[[ Data in this exercise open ]]
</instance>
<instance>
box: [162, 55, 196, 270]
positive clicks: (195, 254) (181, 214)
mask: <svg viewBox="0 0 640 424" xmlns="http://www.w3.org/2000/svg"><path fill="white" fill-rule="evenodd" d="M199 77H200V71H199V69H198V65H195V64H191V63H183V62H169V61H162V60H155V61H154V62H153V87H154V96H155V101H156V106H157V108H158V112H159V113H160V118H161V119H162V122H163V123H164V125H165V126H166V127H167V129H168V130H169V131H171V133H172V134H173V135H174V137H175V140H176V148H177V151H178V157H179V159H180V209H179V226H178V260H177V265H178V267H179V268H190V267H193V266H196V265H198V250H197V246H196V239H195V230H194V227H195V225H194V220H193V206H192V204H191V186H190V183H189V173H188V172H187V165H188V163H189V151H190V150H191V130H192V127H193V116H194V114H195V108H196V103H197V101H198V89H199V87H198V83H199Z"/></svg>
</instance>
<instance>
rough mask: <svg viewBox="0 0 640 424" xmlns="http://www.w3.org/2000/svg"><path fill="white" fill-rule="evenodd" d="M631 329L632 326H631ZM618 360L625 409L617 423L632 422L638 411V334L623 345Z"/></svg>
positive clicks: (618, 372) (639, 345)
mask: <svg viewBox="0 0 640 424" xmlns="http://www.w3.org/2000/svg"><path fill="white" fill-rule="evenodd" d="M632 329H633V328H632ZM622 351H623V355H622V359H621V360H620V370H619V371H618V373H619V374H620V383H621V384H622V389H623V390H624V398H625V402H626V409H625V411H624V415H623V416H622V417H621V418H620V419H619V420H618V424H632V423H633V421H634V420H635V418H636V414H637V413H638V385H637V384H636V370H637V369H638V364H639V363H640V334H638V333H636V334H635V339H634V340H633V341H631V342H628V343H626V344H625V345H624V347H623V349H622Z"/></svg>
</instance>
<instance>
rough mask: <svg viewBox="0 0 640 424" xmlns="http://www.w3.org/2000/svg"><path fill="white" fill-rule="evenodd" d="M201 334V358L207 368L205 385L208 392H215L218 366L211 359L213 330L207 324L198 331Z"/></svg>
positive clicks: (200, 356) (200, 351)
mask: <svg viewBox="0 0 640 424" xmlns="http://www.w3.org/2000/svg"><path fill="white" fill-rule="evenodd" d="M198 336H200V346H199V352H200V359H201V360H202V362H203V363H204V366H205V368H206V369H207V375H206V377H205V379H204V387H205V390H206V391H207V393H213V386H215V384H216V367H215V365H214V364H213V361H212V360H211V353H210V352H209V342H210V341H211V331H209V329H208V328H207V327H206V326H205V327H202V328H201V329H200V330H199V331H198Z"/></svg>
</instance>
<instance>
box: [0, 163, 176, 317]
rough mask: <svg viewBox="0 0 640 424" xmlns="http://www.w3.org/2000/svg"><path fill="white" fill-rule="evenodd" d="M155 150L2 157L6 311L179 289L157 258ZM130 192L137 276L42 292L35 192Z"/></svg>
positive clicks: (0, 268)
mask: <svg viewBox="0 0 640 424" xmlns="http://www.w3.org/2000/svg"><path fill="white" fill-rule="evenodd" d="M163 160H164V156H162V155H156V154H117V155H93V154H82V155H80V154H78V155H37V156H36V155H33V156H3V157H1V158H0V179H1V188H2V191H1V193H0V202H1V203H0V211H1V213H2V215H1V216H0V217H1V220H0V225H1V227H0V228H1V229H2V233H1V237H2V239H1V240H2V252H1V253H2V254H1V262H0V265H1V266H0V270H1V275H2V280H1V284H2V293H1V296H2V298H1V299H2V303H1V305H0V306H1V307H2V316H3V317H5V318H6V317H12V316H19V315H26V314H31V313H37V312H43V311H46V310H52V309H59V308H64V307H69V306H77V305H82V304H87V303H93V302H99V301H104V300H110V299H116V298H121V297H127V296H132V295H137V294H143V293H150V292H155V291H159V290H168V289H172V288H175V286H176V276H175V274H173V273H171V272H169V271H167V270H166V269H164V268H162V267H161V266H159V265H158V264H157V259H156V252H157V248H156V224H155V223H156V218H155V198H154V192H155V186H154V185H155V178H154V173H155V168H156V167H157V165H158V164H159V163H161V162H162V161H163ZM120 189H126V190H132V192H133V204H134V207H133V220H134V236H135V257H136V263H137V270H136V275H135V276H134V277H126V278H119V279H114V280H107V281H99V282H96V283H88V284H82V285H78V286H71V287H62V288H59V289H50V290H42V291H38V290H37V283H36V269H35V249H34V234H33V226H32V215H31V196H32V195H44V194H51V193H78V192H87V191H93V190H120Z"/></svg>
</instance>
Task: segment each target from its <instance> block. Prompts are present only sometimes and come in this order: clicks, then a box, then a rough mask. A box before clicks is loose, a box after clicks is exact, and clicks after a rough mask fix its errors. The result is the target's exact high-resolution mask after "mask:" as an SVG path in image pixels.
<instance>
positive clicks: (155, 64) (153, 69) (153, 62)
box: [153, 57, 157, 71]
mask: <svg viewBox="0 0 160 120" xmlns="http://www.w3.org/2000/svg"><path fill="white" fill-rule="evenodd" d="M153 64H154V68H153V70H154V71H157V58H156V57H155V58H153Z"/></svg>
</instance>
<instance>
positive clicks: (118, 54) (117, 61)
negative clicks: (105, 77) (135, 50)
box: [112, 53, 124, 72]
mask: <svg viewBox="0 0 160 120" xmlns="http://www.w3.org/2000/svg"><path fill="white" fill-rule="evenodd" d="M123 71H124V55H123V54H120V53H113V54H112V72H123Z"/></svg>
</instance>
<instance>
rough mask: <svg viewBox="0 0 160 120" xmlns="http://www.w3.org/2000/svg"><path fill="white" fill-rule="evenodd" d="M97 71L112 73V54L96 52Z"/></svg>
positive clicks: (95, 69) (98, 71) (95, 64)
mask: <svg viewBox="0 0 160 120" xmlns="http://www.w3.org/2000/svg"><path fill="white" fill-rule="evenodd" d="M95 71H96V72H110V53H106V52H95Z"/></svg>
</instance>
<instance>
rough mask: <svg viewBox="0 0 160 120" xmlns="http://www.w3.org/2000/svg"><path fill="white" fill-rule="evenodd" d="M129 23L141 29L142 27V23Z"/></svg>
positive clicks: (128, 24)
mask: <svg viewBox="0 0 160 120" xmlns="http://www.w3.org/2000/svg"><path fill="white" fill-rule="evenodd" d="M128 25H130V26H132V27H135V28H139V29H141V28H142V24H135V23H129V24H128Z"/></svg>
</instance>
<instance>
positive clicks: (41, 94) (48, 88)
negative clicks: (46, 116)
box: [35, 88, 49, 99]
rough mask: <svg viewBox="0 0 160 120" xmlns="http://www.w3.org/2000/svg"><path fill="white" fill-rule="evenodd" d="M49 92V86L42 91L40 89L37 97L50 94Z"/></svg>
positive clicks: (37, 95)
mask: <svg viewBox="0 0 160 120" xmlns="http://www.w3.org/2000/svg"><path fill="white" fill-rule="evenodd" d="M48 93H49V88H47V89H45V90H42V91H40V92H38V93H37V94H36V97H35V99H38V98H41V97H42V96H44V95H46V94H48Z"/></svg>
[[ Data in this exercise closed ]]
Work required =
All lines of the listing that contain the word "negative" should be copied out.

Task solution =
negative clicks: (105, 77) (135, 50)
negative clicks: (46, 116)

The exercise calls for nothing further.